** BEGIN ARTICLE **

Right, so the disappearance of TWO shows, five hours out of a total weekly output of 168, constitutes the immediate evaporation of everything that embodied present-day Radio 2 and represents a wholesale return to some version of the station that existed decades ago and was clearly only listened to by landed gentry in starched spats and cummerbunds.

What a ludicrous argument. For one thing, Ross and Brand didn’t embody the current Radio 2. What did they have in common with Sarah Kennedy, or The Organist Entertains, or The David Jacobs Collection, other than the same frequency? The only thing they embodied was an attitude towards diverse programming. That hasn’t gone away. It’s still there in Wogan’s playlist, in Ken Bruce’s choice of guests, in every minute of Radcliffe and Maconie’s nightly two-hour shows, in the way Evans is followed by Desmond Carrington…and so on.

Secondly, what is this version of Radio 2 that Used To Be? When, precisely, did Sawyer’s ‘golf club’ exist? Throughout its life Radio 2 has always broadcast popular music dating from a greater historical period than any other national network. For much of its existence it was even more diverse than it is now, boasting sport, sitcoms, soaps and magazine journalism.

What was pioneered by Jim Moir, and pragmatically continued by Douglas, was a broadening of the playlist to champion (and break) new artists. With that came, inevitably, new presenters who could talk with authority about those new artists.

Does Sawyer think the station is now going to stop playing all music from after 1990 (a mirror image of the policy purportedly adopted by her beloved Radio 1 under Matthew Bannister, and equally false)? Or sack everyone under 40? Or bring back Richard Stilgoe and Instant Sunshine?*

Her witterings are unhelpful and will do more damage to an already nervous, jittery BBC. It sounds like she wants Radio 2 to fail, so she can be the first to say: told you so.

*Which would, to be honest, be a good deal more enjoyable than Richard “Na Night” Allinson and Alex Lester. Instant Sunshine could replace Allinson, with a kind of leisurely, weekend supplement-style look back at the last seven days in song; Stilgoe would replace Lester, with a Stop The Week-esque revue featuring guests and laughter. Plus you could keep the programme titles that seem to have been adopted by Radio Times (‘Saturday Morning Music Show’). And it would be brilliant.

4 Comments

4 Comments

  1. Chris O

    November 11, 2008 at 8:00 pm

    Amen to all that. Very succinctly put indeed – well done.

  2. Five-Centres

    November 13, 2008 at 4:21 pm

    I agree. Richard Allinson is beyond bland. I can’t believe he’s not been put out to grass on local radio yet.

  3. matthew rudd

    November 15, 2008 at 7:54 pm

    Ah, y’see … diff’rent strokes and all that. Richard Allinson and Alex Lester, to me, represent a breath of fresh air compared to the self-obsessed guff that brand and Ross masquerade as broadcasting.

  4. Suze Norman

    November 17, 2008 at 12:14 pm

    Saturday night is listenable again.

** END ARTICLE **

Please reproduce the passage from the Radio 2 post above, beginning with the words "Amen to all" and ending after the words "local radio yet.".

** BEGIN DATA SUPPLIED **

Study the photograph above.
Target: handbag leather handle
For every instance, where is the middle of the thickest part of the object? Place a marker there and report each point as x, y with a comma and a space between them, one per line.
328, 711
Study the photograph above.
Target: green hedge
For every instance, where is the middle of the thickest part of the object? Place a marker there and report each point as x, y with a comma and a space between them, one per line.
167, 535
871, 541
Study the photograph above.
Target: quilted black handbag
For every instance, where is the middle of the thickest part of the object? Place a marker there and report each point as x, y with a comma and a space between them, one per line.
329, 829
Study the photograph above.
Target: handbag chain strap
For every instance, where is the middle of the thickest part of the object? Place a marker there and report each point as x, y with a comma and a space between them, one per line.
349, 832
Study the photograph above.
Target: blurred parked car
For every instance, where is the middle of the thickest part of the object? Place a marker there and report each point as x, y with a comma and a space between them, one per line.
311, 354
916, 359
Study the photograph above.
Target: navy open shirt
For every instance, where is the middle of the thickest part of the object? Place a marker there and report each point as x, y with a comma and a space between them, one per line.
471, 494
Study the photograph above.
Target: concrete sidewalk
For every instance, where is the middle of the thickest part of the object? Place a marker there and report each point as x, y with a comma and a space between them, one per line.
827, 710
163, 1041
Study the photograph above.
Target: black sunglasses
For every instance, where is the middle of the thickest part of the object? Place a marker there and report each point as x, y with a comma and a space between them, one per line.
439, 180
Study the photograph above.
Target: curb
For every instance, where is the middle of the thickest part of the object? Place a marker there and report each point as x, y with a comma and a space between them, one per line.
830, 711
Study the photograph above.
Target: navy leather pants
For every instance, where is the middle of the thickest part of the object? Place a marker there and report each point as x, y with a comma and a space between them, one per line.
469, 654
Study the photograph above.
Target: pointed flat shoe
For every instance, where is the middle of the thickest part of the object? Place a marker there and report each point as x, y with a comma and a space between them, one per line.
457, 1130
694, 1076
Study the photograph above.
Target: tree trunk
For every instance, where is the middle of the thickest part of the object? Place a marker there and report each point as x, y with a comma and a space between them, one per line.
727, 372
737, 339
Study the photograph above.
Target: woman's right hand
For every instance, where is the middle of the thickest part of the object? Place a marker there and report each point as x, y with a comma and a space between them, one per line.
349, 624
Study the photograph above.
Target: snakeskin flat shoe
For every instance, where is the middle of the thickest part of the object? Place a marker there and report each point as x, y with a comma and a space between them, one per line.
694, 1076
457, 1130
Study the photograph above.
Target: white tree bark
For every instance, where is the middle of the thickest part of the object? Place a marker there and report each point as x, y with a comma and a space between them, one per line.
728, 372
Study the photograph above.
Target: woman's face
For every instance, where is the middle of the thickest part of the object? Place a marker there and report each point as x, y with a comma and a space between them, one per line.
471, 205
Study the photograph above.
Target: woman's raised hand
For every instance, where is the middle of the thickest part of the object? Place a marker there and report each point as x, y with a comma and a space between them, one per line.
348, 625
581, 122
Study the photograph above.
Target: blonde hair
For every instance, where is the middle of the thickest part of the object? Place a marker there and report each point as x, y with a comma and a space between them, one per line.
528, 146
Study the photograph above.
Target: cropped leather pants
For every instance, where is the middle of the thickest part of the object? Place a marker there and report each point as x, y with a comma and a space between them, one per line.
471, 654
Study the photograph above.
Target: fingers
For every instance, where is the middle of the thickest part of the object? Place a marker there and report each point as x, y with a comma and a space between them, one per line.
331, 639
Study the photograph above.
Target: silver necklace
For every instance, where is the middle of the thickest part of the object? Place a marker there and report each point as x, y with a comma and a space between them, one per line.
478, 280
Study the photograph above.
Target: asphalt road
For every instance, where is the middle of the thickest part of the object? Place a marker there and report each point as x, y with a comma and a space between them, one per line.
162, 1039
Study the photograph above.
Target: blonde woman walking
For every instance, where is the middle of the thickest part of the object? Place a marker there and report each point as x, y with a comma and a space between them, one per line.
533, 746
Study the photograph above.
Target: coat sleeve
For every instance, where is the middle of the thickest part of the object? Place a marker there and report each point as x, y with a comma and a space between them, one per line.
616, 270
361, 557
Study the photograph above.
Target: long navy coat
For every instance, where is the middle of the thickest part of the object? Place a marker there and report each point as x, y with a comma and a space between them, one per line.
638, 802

** END DATA SUPPLIED **
** BEGIN DATA SUPPLIED **

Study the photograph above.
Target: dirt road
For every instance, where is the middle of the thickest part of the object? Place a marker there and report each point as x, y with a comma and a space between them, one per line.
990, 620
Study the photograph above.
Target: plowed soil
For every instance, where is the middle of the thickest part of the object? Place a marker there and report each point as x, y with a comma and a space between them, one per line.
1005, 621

** END DATA SUPPLIED **

● **SOLUTION BELOW**:
Amen to all that. Very succinctly put indeed – well done.

  2. Five-Centres

    November 13, 2008 at 4:21 pm

    I agree. Richard Allinson is beyond bland. I can’t believe he’s not been put out to grass on local radio yet.